Set task
Leaving out the pictures, transcribe all of the records faithfully.

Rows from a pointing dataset

______

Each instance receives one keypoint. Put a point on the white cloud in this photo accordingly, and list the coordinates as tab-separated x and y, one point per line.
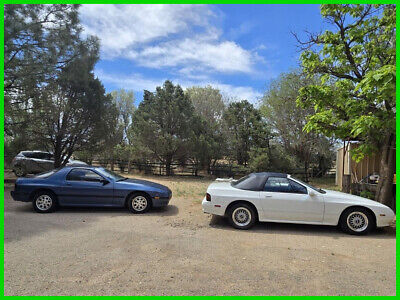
138	83
122	26
166	36
135	82
226	57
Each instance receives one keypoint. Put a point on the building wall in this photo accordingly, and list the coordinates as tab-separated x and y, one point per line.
369	165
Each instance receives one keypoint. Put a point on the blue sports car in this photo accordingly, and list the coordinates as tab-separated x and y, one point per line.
89	186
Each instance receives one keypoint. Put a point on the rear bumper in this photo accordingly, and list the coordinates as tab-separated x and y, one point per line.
211	208
20	196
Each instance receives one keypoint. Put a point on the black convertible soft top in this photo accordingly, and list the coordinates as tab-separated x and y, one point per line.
255	181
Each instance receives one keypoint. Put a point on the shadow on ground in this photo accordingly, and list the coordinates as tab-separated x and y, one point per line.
222	223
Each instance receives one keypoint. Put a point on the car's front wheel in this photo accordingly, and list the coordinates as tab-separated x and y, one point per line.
44	202
242	216
139	203
357	221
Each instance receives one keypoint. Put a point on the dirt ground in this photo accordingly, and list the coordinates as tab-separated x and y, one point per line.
181	251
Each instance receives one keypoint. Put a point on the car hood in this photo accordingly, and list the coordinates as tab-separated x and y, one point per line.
344	197
140	182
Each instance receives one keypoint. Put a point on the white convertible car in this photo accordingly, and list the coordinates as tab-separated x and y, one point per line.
276	197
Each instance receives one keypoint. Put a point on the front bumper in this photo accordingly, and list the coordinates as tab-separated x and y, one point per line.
20	196
211	208
160	202
383	221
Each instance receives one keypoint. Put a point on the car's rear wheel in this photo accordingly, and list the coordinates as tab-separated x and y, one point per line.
357	221
19	171
44	202
242	216
139	203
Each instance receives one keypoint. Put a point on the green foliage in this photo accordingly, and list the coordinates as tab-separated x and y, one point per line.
367	194
51	93
355	99
245	129
208	141
287	121
163	123
276	159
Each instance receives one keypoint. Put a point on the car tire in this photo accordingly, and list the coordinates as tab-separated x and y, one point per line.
19	171
139	203
242	216
357	221
44	202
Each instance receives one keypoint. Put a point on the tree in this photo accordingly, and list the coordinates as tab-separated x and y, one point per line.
163	123
123	148
77	115
245	127
208	140
288	120
39	42
50	90
355	99
125	102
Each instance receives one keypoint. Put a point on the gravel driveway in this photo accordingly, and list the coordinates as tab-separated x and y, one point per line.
181	251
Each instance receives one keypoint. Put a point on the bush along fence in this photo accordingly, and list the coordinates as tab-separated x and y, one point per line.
189	169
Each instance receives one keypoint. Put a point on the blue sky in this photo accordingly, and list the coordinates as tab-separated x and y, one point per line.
236	48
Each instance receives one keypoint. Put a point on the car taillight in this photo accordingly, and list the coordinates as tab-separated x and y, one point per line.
208	197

______

Response to this task
Each instance receives one keypoint. Put a point on the white cloud in this photo accordingly, and list the coordinates as tab-separated x and y, one point per line.
138	83
122	26
166	36
135	82
226	57
Each instance receives one keypoint. Put a point on the building wall in this photo accordingly, and list the coordinates as tab-separated x and y, one point per line.
369	165
Each instance receives one keypoint. Put a point on the blue sports car in this photo accordingly, and list the coordinates as tab-separated x and y, one point per line.
89	186
Each instance receives one keypoint. Put a point on the rear bumper in this photo accordingly, and list the coordinates as tab-separated x and y, one point per line.
211	208
20	196
Each instance receives one keypoint. Put a point on the black convertible soft top in this photo accordingly, and list the coordinates as tab-separated x and y, one point per line.
255	181
Each instance receives one keypoint. Put a point on the shadow on ground in this photo accordingly, and list the coordinates as tab-separated x and y, one point per line.
222	223
Each instance receives one keypoint. Put a point on the car's front wheel in this photo accordingly, and list the coordinates as tab-separated x and y, one point per line.
44	202
242	216
139	203
357	221
Each instance receives one keypoint. Put a point on the dirt ground in this photo accordingly, and list the coordinates as tab-separated x and y, one point per line.
181	251
Each instance receives one keypoint. Put a point on the car hood in this photo accordingly, and list the coordinates as tab-separated x and y, one point per line.
344	197
140	182
Each instance receives one keypoint. Put a point on the white convertible car in this photo accordingly, and list the coordinates as tab-separated x and y, one point per line.
276	197
Each instance receives one keypoint. Put a point on the front bumper in this photo accordingly, and list the coordinates as tab-separated x and y, one point per line.
20	196
211	208
160	202
383	221
Each instance receives one keypoint. Put a point on the car's rear wheel in this photo accordingly, and list the coordinates as tab-separated x and y, one point per line.
357	221
19	171
44	202
242	216
139	203
Each instance receives one keypoint. Put a point on the green foliage in this photo accordingly, and list the coordinates as tab-separated x and y, one point per line.
367	194
51	93
355	99
245	129
208	141
287	121
163	123
276	159
Each instance receives one keypoint. Put a point on the car tire in this photo accordingly, and list the coordinates as tab-separated x and y, one point per line.
19	171
139	203
242	216
357	221
44	202
Each instance receives one keypoint. Put a point on the tree in this photo accordingly, and list the coordinates as tab-separated x and y, one point per line.
163	123
123	148
77	115
245	127
208	140
288	120
39	42
50	90
355	99
125	102
Each instance receives one keypoint. Put a point on the gravel driveway in this photo accordingly, and list the coordinates as tab-separated x and y, one point per line.
181	251
Each instance receives one keypoint. Put a point on the bush along fence in this photo accordingly, and list the coordinates as tab-separated x and y, one point per line.
189	169
Each instance receives one keypoint. Put a point on the blue sky in this photo accordingly, and list the coordinates as tab-separated x and y, one point per line.
236	48
Each instance receives one keypoint. Put a point on the car taillight in this photo accordingly, and list the coordinates as tab-separated x and y, one point per line.
208	197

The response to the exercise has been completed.